## Task brief
Copy the records below verbatim, only the stretch from the line containing "Task: Where can the black shoe" through the line containing "x=196, y=153", both lines included.
** start Entries shown **
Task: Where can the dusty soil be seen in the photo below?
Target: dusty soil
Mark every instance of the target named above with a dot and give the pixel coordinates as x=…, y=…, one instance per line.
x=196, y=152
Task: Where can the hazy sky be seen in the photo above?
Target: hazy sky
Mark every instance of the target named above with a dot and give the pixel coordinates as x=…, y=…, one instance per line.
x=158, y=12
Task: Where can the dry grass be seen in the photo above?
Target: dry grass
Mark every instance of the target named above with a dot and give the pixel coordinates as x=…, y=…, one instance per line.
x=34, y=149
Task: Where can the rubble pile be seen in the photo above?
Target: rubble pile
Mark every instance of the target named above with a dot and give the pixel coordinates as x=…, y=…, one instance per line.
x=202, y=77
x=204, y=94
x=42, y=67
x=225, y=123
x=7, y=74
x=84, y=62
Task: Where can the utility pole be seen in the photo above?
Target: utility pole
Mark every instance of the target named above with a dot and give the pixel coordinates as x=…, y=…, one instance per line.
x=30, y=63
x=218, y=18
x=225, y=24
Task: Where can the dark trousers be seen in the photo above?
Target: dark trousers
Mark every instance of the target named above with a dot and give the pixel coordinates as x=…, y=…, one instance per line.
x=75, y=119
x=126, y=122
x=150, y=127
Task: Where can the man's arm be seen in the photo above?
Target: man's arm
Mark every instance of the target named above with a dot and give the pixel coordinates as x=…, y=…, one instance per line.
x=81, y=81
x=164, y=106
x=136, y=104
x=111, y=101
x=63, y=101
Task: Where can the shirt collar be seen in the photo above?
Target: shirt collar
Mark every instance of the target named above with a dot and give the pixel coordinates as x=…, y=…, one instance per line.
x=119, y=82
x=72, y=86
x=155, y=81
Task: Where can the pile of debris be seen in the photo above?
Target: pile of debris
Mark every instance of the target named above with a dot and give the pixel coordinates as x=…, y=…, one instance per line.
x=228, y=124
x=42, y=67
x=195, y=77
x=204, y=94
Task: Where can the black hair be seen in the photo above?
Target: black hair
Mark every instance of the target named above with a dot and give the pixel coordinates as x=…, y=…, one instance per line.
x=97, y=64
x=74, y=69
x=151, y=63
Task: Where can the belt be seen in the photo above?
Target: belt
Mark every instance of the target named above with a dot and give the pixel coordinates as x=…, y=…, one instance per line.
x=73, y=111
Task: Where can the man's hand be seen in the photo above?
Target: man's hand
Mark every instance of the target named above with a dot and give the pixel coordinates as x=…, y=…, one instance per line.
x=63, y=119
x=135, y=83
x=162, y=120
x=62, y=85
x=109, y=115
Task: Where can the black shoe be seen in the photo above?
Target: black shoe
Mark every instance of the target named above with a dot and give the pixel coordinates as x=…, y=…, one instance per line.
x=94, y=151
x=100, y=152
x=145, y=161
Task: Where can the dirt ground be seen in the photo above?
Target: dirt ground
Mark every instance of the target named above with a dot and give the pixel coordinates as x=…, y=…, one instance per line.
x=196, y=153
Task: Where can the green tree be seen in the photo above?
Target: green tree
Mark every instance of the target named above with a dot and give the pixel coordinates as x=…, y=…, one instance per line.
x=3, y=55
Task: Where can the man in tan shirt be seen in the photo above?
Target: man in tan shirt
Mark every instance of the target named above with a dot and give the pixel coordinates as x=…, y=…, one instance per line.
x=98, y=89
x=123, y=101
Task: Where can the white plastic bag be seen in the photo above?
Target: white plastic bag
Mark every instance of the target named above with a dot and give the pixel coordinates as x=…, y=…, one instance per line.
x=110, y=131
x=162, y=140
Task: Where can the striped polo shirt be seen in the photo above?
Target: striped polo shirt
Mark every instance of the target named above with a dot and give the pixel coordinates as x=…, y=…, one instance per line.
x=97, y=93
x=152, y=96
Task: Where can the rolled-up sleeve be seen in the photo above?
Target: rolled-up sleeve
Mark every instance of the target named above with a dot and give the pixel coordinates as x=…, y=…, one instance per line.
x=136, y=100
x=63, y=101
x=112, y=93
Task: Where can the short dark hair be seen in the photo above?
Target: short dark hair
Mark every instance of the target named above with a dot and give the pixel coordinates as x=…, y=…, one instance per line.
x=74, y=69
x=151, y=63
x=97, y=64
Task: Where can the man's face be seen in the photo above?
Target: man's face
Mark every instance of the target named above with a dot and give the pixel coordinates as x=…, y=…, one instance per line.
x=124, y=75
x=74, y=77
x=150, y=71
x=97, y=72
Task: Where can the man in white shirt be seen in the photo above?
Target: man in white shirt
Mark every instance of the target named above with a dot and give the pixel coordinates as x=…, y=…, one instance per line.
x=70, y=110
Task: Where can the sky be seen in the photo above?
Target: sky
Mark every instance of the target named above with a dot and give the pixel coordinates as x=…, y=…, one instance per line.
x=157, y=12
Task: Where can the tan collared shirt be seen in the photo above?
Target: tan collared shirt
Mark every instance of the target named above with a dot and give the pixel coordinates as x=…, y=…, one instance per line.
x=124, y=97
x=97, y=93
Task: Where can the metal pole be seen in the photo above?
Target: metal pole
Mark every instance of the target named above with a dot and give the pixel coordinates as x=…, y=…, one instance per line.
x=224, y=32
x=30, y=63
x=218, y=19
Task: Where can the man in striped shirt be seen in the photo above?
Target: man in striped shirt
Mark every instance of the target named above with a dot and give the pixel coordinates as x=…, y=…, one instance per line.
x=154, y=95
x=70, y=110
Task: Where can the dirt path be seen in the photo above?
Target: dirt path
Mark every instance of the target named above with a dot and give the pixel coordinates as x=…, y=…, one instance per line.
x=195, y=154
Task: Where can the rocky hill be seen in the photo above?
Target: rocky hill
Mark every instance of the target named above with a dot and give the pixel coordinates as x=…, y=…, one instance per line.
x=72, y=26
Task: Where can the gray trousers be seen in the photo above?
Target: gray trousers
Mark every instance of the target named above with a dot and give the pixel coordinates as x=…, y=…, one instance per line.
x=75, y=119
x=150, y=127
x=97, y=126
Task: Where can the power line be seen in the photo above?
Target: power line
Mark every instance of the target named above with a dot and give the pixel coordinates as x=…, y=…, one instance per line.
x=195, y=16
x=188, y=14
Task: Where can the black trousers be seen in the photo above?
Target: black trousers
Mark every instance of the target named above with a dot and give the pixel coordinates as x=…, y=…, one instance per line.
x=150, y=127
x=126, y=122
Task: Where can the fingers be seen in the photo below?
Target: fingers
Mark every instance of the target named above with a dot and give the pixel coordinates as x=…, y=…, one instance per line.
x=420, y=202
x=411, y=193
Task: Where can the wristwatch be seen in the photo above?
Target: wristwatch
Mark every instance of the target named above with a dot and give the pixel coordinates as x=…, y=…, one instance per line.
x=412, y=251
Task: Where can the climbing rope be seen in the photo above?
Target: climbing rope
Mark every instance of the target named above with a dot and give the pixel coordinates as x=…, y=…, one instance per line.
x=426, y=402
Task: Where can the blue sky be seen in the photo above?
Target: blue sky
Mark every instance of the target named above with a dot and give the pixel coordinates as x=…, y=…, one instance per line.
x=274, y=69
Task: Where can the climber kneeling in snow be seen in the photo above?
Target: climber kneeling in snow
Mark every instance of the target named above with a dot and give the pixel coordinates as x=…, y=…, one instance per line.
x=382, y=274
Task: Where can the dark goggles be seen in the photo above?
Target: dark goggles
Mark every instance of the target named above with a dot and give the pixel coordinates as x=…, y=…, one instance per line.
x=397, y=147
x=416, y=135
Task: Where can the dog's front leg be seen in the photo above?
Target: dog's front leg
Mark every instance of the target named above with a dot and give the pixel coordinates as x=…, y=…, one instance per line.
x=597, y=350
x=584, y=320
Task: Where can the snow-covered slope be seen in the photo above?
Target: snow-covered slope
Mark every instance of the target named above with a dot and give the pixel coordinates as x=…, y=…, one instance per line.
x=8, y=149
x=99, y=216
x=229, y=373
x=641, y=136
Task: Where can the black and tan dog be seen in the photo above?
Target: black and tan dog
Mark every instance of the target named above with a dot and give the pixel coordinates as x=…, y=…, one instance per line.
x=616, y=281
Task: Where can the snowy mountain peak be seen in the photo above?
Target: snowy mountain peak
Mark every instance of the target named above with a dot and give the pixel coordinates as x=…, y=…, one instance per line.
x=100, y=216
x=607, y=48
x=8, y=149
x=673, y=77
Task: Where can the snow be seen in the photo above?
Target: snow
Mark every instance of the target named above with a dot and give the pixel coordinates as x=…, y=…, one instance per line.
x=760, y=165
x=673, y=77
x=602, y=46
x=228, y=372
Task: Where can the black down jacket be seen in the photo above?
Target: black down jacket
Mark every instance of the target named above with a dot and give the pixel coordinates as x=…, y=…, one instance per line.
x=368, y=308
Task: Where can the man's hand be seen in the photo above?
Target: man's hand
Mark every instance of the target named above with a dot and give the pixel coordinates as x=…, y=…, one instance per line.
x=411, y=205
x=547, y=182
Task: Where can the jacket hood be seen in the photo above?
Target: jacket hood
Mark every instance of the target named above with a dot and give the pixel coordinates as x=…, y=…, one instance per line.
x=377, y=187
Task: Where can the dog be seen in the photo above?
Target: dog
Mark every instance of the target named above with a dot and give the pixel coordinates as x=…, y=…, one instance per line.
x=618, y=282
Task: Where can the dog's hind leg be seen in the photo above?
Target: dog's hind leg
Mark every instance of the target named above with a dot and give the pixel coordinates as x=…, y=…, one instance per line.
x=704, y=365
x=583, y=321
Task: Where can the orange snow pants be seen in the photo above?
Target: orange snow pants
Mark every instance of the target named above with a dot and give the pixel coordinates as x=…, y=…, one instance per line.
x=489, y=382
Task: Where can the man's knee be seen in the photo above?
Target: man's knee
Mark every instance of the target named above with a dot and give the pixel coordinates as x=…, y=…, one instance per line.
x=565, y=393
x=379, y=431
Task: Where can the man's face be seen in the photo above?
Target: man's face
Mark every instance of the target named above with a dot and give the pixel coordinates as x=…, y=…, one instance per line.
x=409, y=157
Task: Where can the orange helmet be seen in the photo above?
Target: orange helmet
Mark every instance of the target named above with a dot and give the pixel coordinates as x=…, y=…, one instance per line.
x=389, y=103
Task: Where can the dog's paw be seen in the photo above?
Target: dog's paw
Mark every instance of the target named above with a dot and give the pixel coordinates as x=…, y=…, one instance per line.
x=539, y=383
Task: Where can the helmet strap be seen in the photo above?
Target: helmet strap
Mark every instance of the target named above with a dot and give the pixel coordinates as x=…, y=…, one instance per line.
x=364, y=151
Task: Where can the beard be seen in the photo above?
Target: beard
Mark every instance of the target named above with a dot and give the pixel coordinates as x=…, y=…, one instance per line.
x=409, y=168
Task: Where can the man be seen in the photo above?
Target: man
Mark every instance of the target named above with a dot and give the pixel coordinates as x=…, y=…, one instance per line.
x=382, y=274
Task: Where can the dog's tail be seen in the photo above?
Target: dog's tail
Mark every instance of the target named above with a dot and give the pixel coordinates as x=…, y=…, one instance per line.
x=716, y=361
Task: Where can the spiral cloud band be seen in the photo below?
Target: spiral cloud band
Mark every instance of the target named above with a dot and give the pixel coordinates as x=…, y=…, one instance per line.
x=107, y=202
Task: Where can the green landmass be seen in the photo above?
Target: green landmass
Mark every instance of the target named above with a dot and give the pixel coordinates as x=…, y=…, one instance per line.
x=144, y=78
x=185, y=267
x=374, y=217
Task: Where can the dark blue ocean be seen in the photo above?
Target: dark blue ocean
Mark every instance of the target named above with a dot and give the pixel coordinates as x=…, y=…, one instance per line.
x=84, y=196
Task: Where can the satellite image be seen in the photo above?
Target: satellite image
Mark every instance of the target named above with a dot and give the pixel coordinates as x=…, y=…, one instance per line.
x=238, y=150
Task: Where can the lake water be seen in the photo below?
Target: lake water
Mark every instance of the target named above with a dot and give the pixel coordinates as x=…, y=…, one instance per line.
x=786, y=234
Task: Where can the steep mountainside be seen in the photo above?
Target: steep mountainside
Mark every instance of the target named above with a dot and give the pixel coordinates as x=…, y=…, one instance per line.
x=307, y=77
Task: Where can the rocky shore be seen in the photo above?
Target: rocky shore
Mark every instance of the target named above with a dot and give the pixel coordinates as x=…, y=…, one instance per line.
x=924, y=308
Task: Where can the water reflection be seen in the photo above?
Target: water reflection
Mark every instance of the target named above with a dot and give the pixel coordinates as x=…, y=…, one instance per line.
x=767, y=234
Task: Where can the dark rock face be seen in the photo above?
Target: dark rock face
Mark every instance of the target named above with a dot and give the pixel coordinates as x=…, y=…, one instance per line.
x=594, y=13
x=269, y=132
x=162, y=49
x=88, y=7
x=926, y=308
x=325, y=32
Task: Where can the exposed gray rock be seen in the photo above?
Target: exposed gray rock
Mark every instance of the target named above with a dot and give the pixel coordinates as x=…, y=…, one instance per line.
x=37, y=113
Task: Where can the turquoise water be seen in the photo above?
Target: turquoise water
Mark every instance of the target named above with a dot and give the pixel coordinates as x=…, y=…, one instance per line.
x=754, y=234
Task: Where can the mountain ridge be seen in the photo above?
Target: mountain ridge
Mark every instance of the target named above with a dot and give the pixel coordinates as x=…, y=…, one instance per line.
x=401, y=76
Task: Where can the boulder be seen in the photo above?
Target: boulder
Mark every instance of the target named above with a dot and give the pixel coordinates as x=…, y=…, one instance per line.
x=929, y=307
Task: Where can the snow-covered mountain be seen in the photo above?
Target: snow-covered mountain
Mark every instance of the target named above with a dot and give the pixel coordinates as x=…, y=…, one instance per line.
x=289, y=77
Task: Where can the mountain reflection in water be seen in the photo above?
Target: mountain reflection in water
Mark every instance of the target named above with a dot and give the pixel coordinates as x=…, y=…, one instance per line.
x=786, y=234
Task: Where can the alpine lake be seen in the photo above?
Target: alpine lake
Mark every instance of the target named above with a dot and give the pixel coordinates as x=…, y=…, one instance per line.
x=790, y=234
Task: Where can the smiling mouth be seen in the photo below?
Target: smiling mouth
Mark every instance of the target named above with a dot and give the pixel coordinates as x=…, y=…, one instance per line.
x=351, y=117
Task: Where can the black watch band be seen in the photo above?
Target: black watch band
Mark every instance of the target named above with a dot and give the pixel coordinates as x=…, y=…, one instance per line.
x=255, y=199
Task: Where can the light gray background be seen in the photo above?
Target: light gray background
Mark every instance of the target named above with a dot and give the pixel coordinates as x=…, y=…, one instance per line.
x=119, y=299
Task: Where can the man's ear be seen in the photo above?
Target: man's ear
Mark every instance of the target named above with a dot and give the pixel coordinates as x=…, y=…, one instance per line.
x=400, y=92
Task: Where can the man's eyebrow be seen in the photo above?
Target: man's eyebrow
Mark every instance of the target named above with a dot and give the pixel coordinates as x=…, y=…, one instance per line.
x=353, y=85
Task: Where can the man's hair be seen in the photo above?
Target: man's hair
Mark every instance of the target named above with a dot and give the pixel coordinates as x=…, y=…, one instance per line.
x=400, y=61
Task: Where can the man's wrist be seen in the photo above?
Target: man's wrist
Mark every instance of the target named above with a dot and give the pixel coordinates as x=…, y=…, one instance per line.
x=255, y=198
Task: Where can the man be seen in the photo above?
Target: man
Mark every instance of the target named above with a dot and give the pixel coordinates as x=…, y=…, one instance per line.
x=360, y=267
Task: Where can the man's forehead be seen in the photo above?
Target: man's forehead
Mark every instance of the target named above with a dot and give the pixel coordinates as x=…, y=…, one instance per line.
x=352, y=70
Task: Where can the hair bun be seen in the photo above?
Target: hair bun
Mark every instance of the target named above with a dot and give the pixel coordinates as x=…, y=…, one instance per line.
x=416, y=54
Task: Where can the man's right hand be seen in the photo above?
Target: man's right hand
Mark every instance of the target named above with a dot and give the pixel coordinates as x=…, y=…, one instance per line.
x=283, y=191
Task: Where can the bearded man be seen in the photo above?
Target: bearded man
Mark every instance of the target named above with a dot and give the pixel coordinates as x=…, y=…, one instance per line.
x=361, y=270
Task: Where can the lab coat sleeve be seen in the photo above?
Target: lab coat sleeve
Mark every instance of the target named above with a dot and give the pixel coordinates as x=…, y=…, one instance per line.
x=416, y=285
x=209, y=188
** end Entries shown **
## Finished task
Task: Where can the black shoe be seen in the photo above?
Target: black shoe
Mark every instance of the target named above with a dot and give the pixel coordinates as x=…, y=…, one instance per line.
x=94, y=151
x=100, y=152
x=145, y=161
Task: Where can the dirt ground be seen in the photo above?
Target: dirt ground
Mark every instance of the target named above with a dot and give the pixel coordinates as x=…, y=…, one instance per line.
x=196, y=153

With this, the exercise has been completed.